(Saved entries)

* * * *

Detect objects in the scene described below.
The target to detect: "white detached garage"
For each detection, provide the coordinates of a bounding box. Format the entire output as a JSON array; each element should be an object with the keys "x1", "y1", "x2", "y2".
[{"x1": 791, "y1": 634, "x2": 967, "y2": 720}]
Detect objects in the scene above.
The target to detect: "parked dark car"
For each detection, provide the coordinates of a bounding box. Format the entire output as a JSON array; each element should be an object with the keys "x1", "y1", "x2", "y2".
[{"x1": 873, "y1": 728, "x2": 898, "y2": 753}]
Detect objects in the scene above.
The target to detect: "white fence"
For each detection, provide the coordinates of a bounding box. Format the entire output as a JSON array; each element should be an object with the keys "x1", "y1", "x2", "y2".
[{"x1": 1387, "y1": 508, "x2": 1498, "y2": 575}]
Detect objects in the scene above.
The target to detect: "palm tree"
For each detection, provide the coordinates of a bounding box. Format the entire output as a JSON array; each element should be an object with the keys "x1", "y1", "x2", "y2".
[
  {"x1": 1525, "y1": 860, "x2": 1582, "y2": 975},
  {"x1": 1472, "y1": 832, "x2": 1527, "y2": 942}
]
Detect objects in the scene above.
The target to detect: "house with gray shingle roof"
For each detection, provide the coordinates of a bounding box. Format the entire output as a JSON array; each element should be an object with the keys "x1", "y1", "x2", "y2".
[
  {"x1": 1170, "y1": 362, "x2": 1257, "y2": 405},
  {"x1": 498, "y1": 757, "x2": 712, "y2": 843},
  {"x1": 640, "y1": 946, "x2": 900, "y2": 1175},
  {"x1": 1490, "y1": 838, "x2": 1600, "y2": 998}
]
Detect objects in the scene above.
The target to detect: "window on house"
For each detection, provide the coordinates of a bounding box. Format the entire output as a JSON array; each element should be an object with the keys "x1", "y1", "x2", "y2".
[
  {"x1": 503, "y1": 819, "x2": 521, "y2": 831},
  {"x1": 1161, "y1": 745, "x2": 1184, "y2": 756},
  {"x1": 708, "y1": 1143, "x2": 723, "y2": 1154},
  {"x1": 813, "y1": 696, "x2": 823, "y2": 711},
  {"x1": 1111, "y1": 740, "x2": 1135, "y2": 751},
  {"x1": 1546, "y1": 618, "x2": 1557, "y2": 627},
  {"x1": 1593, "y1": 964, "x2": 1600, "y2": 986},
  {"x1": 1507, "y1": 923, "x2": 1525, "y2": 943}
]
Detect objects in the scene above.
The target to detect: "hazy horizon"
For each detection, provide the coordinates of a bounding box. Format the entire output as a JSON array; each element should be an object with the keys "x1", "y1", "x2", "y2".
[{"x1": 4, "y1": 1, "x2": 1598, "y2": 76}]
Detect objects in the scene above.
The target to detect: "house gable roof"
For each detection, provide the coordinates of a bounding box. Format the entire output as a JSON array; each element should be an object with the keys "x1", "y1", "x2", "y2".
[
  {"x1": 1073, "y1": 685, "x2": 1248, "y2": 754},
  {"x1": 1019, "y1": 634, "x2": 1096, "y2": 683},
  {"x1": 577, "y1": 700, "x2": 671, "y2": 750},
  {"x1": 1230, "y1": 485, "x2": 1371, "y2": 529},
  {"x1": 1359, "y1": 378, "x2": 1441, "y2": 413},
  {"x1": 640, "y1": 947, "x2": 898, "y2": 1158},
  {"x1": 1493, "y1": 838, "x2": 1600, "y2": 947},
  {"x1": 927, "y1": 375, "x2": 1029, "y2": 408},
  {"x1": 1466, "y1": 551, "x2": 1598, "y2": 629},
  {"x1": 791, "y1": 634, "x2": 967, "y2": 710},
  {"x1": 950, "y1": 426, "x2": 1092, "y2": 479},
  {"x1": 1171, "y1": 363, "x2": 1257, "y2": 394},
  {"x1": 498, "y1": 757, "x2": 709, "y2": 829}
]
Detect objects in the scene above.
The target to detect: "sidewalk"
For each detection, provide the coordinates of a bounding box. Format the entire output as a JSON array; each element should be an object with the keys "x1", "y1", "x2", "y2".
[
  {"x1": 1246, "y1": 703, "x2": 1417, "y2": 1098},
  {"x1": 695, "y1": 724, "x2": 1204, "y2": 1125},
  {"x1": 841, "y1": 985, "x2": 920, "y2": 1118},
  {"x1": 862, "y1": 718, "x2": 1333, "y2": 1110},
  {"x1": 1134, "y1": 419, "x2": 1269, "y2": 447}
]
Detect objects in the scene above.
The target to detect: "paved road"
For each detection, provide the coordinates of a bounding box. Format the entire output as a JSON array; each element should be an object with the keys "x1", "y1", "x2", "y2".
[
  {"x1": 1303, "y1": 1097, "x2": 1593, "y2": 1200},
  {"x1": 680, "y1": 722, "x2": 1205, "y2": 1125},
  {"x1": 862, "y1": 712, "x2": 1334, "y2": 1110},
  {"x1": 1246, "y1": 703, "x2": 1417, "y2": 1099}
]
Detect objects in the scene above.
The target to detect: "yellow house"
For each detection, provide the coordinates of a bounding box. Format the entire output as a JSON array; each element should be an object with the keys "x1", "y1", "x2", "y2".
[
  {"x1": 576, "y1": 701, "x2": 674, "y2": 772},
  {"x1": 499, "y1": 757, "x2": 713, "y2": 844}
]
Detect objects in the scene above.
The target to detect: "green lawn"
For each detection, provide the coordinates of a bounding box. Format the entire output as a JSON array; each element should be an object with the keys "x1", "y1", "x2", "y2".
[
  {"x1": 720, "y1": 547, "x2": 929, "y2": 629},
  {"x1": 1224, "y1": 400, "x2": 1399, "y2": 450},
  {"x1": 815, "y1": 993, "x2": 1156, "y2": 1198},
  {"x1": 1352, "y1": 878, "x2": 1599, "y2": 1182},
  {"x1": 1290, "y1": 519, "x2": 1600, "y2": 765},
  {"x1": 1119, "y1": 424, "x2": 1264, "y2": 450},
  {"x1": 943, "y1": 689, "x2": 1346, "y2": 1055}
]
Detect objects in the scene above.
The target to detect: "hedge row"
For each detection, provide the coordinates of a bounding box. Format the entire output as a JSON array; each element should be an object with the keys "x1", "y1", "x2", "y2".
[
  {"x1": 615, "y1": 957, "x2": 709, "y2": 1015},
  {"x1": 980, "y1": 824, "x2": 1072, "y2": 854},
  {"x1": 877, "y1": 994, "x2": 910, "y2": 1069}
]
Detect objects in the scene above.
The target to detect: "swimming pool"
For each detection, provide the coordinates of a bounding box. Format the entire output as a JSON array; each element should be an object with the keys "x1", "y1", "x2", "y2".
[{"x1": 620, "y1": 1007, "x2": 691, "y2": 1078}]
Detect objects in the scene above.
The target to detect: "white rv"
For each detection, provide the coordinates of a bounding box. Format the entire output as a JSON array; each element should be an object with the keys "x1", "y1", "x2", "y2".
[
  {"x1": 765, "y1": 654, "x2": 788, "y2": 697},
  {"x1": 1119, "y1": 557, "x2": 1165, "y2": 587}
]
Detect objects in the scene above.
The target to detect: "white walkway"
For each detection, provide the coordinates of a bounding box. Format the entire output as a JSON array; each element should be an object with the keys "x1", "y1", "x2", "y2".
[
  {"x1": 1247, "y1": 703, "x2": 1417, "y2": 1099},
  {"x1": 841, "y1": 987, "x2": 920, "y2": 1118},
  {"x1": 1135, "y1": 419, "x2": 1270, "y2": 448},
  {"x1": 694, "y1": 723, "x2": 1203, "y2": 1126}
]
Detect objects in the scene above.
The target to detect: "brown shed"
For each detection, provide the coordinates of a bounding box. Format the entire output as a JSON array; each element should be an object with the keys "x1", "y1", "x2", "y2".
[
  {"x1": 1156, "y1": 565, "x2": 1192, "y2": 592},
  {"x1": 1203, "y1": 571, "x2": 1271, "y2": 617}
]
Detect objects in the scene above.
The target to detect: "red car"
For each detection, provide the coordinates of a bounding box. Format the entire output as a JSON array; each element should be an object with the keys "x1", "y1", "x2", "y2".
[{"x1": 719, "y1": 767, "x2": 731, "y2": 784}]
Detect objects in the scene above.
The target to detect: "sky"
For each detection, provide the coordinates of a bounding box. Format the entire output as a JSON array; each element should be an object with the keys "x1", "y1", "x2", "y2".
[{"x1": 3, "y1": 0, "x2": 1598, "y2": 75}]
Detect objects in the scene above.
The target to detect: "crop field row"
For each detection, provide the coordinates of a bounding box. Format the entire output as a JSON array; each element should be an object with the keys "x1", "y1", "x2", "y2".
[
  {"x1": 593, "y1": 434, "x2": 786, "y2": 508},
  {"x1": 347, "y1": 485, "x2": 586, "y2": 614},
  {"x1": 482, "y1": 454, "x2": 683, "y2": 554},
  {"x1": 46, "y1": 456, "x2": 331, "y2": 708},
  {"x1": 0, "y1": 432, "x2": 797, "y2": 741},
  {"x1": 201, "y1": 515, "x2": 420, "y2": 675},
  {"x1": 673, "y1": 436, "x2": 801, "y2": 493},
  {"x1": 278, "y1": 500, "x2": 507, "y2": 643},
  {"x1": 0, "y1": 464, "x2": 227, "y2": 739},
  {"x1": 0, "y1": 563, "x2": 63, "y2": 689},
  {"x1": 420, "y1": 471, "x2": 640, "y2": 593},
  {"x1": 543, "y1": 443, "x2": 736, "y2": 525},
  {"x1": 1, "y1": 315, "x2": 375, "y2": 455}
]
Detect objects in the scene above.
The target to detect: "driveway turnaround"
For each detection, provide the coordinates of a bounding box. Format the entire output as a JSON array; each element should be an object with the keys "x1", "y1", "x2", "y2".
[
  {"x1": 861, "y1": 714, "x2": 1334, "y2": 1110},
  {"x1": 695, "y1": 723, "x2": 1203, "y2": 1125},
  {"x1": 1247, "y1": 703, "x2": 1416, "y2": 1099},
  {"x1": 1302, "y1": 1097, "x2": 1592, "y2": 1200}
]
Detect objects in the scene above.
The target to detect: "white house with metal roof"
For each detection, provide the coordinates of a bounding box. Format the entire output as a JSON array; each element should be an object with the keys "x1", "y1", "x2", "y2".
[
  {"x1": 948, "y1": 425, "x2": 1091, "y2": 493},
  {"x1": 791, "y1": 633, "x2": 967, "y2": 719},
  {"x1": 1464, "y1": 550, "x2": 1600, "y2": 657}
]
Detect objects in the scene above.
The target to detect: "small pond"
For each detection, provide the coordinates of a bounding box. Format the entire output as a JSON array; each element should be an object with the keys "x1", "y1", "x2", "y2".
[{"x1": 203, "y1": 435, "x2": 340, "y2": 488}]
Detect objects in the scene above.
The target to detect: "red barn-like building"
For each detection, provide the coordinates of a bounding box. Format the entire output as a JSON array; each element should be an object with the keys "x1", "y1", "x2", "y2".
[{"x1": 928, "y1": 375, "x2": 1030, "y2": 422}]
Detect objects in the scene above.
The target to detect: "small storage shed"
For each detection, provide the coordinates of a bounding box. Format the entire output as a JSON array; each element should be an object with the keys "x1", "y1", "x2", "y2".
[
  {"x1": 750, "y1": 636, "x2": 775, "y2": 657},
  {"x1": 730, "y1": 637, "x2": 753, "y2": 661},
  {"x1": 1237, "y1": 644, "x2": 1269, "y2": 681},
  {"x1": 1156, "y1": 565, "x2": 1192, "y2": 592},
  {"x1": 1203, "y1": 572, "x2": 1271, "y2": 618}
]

* * * *

◆ **PROMPT**: Each line in which the string "small" is found must be copied from the data.

◆ **FINAL ANSWER**:
The target to detect: "small pond"
The target to detect: "small storage shed"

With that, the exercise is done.